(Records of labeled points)
** begin **

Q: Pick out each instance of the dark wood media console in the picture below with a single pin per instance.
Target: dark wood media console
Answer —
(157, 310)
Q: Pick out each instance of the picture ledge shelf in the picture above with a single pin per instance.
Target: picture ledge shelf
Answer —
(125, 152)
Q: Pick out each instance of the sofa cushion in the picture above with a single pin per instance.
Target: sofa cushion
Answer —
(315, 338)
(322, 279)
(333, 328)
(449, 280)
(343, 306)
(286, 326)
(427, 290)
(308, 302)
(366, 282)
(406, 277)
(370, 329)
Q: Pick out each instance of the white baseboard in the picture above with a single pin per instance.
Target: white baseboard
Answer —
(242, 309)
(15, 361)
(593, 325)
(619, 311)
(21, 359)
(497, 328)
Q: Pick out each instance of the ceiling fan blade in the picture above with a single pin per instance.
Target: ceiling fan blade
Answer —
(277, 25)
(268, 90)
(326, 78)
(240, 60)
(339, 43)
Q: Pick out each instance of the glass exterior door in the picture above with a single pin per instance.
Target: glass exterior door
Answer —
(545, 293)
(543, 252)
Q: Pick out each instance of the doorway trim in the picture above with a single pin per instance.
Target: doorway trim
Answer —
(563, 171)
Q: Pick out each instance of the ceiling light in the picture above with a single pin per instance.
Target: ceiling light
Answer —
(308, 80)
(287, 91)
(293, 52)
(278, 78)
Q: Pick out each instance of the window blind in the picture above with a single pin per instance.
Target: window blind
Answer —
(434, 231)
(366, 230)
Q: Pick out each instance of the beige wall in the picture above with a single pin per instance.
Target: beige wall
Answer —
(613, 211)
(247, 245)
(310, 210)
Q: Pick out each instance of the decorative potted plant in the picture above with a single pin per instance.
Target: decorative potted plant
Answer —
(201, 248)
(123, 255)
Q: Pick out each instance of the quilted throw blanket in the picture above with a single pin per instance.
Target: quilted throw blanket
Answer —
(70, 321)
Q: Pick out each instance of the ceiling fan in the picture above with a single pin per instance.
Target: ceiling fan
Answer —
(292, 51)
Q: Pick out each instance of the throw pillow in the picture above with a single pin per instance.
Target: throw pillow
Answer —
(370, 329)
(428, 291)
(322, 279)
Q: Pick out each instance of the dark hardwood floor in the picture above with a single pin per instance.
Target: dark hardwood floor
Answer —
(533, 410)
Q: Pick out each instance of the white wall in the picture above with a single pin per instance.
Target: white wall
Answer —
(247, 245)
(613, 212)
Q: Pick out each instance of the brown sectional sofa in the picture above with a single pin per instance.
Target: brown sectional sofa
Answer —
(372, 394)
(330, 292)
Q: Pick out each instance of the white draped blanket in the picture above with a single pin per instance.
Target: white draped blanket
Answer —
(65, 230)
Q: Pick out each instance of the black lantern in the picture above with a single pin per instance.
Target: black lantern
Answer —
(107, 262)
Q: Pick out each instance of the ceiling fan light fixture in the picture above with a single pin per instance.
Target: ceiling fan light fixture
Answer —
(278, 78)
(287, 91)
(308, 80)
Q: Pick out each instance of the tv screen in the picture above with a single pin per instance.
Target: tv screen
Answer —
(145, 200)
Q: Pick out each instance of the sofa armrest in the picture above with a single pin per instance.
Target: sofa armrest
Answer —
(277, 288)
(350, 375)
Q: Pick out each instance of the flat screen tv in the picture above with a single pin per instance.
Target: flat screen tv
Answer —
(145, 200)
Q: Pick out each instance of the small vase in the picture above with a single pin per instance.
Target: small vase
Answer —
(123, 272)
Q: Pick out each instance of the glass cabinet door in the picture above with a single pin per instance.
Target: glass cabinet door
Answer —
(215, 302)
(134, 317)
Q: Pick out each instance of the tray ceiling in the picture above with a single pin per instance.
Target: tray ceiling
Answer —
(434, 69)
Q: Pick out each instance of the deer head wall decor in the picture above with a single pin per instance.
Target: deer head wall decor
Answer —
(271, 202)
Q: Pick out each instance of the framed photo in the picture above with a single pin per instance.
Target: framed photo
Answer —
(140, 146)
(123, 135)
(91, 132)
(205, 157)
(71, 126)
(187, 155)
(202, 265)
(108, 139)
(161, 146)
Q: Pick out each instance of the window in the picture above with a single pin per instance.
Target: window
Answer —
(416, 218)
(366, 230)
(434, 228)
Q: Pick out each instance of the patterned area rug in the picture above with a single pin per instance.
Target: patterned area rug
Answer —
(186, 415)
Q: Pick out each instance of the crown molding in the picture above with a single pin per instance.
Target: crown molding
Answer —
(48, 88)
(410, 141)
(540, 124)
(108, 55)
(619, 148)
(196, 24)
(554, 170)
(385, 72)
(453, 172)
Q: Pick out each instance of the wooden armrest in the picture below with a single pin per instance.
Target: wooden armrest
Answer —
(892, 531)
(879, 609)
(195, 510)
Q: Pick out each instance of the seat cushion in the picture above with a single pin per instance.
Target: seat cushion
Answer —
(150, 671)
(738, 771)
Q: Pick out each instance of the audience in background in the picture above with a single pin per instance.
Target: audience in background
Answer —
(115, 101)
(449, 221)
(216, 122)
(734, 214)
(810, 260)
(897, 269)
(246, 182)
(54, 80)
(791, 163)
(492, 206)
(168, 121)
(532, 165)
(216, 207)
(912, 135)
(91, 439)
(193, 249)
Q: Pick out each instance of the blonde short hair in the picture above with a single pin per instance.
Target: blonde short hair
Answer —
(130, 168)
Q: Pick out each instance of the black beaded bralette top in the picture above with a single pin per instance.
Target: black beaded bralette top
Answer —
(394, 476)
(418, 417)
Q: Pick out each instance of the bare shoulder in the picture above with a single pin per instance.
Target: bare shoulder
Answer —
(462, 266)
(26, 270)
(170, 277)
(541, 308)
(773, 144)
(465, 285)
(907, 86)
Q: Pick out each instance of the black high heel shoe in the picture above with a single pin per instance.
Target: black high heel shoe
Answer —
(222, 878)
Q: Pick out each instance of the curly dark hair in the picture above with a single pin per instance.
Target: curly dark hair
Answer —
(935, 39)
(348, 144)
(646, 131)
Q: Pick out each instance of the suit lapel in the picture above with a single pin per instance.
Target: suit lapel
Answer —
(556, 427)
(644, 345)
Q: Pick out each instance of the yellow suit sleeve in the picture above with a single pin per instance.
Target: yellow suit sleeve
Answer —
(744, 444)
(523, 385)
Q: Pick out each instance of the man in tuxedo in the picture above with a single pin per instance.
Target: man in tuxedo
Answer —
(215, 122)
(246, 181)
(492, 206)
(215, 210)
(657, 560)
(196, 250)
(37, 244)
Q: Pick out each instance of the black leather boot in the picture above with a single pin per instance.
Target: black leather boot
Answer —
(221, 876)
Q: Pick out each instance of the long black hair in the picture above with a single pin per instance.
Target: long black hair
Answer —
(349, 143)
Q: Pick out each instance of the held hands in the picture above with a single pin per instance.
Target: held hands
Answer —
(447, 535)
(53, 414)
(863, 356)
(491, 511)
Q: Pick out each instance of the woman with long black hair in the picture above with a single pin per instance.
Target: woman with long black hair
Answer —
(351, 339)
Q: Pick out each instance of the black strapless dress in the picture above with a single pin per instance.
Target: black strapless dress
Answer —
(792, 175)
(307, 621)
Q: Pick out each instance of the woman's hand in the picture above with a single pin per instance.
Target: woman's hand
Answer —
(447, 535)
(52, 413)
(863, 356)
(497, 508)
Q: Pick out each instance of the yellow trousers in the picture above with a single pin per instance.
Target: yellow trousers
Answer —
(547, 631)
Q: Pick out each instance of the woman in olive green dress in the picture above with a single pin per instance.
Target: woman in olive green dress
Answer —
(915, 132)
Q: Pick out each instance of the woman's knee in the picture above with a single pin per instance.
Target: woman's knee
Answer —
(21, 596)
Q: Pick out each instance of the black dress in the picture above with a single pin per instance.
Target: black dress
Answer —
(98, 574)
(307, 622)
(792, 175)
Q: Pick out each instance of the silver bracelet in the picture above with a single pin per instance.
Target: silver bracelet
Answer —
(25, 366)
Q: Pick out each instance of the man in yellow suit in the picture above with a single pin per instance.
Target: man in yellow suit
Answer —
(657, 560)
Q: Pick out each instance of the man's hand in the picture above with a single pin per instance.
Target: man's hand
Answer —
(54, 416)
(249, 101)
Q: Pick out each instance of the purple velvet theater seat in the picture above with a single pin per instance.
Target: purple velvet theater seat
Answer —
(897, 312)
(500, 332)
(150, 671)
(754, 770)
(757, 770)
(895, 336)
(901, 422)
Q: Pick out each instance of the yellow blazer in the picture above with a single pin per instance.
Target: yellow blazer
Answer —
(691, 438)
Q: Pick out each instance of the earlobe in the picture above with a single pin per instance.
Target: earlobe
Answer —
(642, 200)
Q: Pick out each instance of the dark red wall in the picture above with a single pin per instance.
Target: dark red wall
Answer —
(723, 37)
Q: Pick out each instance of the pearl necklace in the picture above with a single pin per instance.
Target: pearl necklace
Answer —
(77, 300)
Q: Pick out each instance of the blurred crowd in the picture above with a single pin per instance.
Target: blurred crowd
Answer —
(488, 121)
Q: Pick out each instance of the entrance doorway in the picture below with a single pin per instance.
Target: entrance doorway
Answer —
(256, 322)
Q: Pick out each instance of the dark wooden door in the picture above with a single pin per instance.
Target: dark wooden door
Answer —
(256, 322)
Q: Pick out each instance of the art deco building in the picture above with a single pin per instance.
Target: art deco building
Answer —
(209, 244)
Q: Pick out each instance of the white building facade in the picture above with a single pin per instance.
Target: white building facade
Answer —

** end **

DIRECTIONS
Take the lines above from the one holding "Q: Pick out each instance of the purple" to the last and output them exactly.

SOLUTION TO THE EXERCISE
Q: Pick out each instance of the purple velvet theater seat in the picture above with a single pin per instance.
Target: purple velvet theater seat
Answer —
(897, 312)
(500, 332)
(150, 671)
(754, 770)
(757, 770)
(895, 336)
(901, 422)
Q: Pick out each instance of the yellow blazer in the picture above with a single pin per instance.
Target: yellow blazer
Answer —
(691, 438)
Q: Pick out each instance of the earlobe in the picture above with a single pin per instance.
Target: earlobe
Answer —
(642, 200)
Q: Pick out each instance of the dark red wall in the picture above with a single pin per instance.
Target: dark red wall
Answer —
(723, 37)
Q: Pick out each instance of the pearl necklace in the picture above with a single pin per instance.
Target: pearl necklace
Answer —
(77, 300)
Q: Pick out each instance of the blurred crowd in the picture above with a single pin per instance.
Target: blurred crowd
Answer —
(488, 121)
Q: Pick out each instance of the entrance doorway in the picture below with a single pin per instance.
Target: entrance doorway
Answer —
(256, 322)
Q: Pick out each instance of the dark wooden door in the picture above with a single pin per instance.
Target: dark wooden door
Answer —
(256, 322)
Q: Pick out each instance of the art deco building in the picture above with a single pin per instance.
Target: art deco building
Answer —
(209, 244)
Q: Pick out each instance of the white building facade in the picture above with a single pin per instance.
Target: white building facade
Answer —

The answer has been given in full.